*** Begin section ***
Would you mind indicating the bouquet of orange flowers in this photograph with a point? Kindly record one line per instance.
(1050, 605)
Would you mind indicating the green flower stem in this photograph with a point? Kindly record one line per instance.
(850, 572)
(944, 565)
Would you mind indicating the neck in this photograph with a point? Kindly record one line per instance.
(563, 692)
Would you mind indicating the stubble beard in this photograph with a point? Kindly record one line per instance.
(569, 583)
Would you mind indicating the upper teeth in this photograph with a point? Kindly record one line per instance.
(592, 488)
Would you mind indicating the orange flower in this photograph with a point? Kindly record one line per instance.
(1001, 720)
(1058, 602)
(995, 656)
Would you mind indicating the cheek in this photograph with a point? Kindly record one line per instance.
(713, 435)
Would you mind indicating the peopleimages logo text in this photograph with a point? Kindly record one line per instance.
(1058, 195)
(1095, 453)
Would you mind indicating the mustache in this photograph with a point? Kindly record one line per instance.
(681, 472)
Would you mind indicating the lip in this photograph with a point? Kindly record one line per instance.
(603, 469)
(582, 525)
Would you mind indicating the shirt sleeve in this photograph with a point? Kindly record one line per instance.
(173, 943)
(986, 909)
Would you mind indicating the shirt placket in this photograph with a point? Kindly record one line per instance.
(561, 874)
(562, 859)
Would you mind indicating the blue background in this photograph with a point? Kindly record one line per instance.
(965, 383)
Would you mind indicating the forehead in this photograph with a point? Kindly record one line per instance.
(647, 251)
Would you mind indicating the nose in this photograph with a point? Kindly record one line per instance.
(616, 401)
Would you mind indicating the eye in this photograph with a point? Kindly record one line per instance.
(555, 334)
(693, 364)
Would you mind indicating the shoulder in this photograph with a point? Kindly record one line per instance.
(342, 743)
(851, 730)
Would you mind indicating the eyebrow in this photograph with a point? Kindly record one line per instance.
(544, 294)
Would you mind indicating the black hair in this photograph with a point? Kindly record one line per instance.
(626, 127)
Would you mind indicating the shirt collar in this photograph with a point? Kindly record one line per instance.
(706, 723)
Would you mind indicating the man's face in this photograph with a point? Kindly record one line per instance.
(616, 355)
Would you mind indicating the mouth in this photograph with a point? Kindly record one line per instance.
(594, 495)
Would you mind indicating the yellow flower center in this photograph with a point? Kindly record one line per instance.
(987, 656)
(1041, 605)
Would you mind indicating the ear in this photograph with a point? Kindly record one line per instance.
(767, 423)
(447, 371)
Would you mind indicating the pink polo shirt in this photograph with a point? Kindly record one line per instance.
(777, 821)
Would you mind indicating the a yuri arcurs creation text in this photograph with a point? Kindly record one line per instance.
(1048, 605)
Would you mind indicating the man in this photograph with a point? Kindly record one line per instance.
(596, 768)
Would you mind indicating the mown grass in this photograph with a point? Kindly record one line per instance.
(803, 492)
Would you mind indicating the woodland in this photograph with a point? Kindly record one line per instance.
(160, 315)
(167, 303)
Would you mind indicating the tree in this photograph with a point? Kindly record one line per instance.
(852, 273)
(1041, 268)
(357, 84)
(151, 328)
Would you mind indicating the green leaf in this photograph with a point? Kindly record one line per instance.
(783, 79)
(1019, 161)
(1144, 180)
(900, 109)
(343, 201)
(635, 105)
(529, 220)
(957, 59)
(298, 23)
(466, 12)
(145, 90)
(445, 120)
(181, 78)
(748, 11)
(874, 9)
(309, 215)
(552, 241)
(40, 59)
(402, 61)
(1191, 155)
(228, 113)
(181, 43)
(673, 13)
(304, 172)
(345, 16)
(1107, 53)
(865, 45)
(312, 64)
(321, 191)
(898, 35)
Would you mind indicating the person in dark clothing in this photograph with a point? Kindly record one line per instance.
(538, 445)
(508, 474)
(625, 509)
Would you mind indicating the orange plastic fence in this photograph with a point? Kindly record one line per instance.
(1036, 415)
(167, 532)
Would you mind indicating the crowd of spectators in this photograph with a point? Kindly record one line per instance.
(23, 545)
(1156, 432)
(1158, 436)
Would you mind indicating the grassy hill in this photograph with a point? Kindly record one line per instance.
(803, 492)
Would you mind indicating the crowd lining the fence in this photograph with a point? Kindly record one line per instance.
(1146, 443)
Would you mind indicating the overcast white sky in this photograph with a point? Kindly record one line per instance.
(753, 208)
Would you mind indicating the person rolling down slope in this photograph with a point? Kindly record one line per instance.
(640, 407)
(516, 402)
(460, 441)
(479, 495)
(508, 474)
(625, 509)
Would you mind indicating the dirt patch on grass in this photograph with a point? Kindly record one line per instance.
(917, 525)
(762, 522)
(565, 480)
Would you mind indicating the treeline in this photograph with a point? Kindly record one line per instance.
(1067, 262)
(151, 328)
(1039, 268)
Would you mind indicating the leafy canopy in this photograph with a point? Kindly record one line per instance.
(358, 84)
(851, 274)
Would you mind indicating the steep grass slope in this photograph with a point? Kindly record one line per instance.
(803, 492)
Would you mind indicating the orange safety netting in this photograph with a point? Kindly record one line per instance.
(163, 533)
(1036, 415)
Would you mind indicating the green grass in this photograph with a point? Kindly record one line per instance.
*** End section ***
**PROBLEM STATEMENT:** Please retype all of the records, keeping each line exactly as it is.

**ANSWER TO THIS PROBLEM:**
Would you mind indicating the bouquet of orange flowers in this photograph with a point? Kindly record one line per instance.
(1050, 605)
Would you mind indicating the green flower stem in this photograph with a point? Kindly record one line per instance.
(850, 572)
(944, 565)
Would you mind indicating the neck in this photograph with a point? Kindly record one line per instance.
(563, 692)
Would you mind indicating the stubble beard in this photograph with a point? Kindly record one line per instance.
(569, 583)
Would you mind indicating the upper teeth in this photograph with a point? Kindly record one line per instance.
(592, 488)
Would you mind indicating the orange flower in this photograph with a point? Kindly record one line per instance.
(1001, 720)
(1058, 602)
(995, 656)
Would you mind indicating the cheek in this photograph with a point? Kindly record one line per instance.
(713, 435)
Would you mind indicating the peopleimages logo text in this photograph with a point? Kindly record one line per instance.
(1058, 195)
(1095, 453)
Would you mind indicating the mustache in this photograph with a point? Kindly record one line per instance.
(681, 472)
Would you mind indicating the lip in this photograph with a point? Kindly record one line per instance.
(603, 469)
(582, 525)
Would you mind indicating the shirt sleeve in this photograph with a point? Kindly record one line per instance.
(173, 943)
(986, 909)
Would you mind indicating the shirt placket in this photograph with a point? Kindly record one line per instance.
(561, 874)
(562, 859)
Would you mind indicating the blue background in this photograph with a point? Kindly record one line per instance.
(965, 383)
Would you mind indicating the forehead in this photograph with a point? Kindly record one line per instance.
(647, 251)
Would you mind indicating the nose in this photograph with a point? Kindly record one line per instance.
(616, 401)
Would you mind indicating the eye in this photograph with a point? Kindly record one line per instance.
(555, 334)
(693, 364)
Would you mind indicating the shoulder in this photograph with a point? Kindly record one line per instance.
(342, 743)
(851, 730)
Would you mind indicating the eyebrow in this photograph with a point? Kindly record one line per instance.
(544, 294)
Would you mind indicating the black hair in this photograph with a point? Kindly record one line per instance.
(626, 127)
Would you mind indicating the shirt collar in this photograph with a point? Kindly record one line per instance.
(706, 723)
Would you mind indicating the man's face in this photograph with a point? Kindly record one line per instance.
(616, 355)
Would you mind indicating the mouth in this photograph with a point? Kindly record one line per instance.
(594, 495)
Would you mind indicating the yellow flower center in this photograph with a point? Kindly record one line per instance.
(987, 656)
(1041, 605)
Would you mind indicating the ear in this photograph with a point? Kindly record one line per instance.
(767, 423)
(447, 371)
Would you mind indicating the pink polo shirt in this photograph with a point? Kindly record one line per instance.
(777, 821)
Would you mind indicating the a yuri arcurs creation text in this photograph with a point? Kindly record one line per instance.
(1048, 605)
Would you mind indicating the man in this photograph with a point? Kindly record one line per instance.
(596, 768)
Would you mind indicating the mown grass in this photograph with a point? Kindly record one line per instance.
(803, 492)
Would you mind indicating the woodland in this photograph with a point? Kindly record one line per instance.
(160, 315)
(167, 303)
Would you mind indicating the tree in this photograph with a point? Kindly record one line per instance.
(852, 273)
(1041, 268)
(357, 84)
(151, 328)
Would you mind indicating the green leaf in this photograph with a point? Kindly record one line per instance.
(783, 79)
(1019, 161)
(1144, 180)
(900, 109)
(343, 201)
(635, 105)
(529, 220)
(957, 59)
(298, 23)
(466, 12)
(145, 90)
(445, 120)
(181, 78)
(748, 11)
(874, 9)
(309, 215)
(552, 241)
(40, 59)
(402, 61)
(1191, 155)
(228, 113)
(181, 43)
(673, 13)
(304, 172)
(345, 16)
(1107, 53)
(865, 45)
(312, 64)
(321, 191)
(898, 35)
Would you mind indicating the person in dark clothing in this photograph with a point? Kindly record one line per instance.
(538, 445)
(508, 474)
(625, 509)
Would you mind indicating the orange plastic fence in this photograph with a point? Kindly record one line per instance.
(1036, 415)
(167, 532)
Would you mind indicating the crowd of spectators in this photograph with a point? Kindly record one line per instance.
(23, 545)
(1156, 432)
(1158, 436)
Would you mind indicating the grassy hill in this photograph with a point? Kindly record one line per instance.
(803, 492)
Would you mind indicating the crowd lining the fence in this photograph with a point? Kindly record one line per instance.
(1146, 443)
Would you mind indicating the overcast white sky in this photograph with a point? Kindly record one line per instance.
(753, 208)
Would you mind indicating the person rolling down slope in this photograph with a point? Kindly record one line per instance.
(640, 407)
(516, 402)
(460, 441)
(479, 495)
(508, 474)
(625, 509)
Would you mind indicating the dirt patch on grass in this photograph with a point? Kindly record one line per instance.
(917, 525)
(762, 522)
(565, 480)
Would you mind indicating the treeline in this photograph with a point? Kindly record one line per instance.
(1067, 262)
(151, 328)
(1039, 268)
Would you mind indicating the leafy canopy in this photograph with a point? Kindly record one line per instance.
(358, 84)
(851, 274)
Would you mind indicating the steep grass slope in this photograph with a point? Kindly record one line per instance.
(803, 492)
Would you mind indicating the orange safety netting in this photograph with a point? Kindly record one line per instance.
(163, 533)
(1036, 415)
Would you mind indicating the green grass in this photograph with a point? Kindly record one line per instance.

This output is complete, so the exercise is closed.